* _Work to complete_
Please print each entry below exactly as it stands, but without any pictures.

Items from a data source:

<<<<

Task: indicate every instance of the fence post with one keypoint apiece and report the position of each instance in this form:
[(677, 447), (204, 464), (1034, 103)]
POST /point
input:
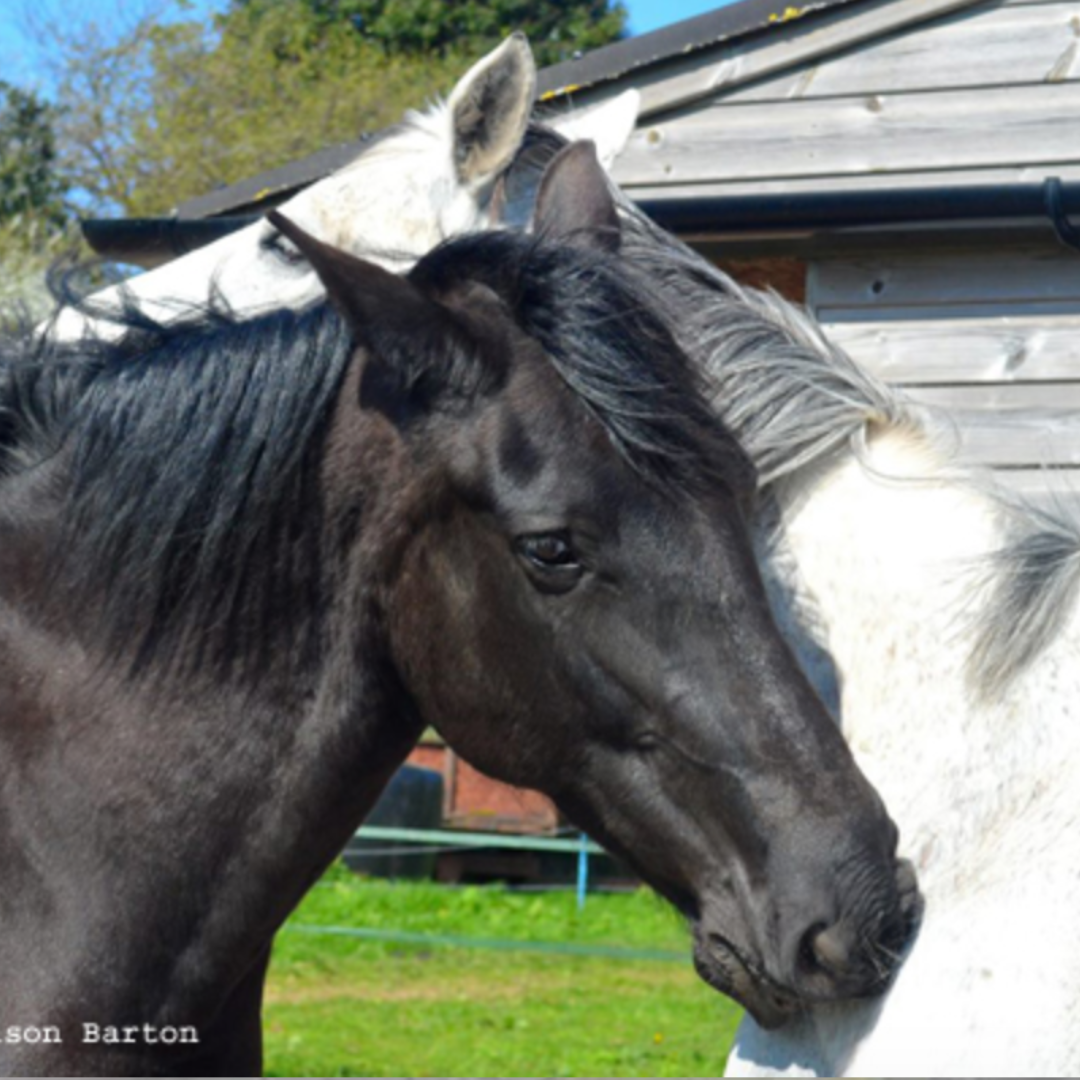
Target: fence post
[(582, 871)]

>>>>

* _Task solution_
Task: indicate every instance of the fence post with one keypoint apiece and report the position of each instance in this form:
[(677, 447), (204, 464), (1034, 103)]
POST /point
input:
Target: fence post
[(582, 871)]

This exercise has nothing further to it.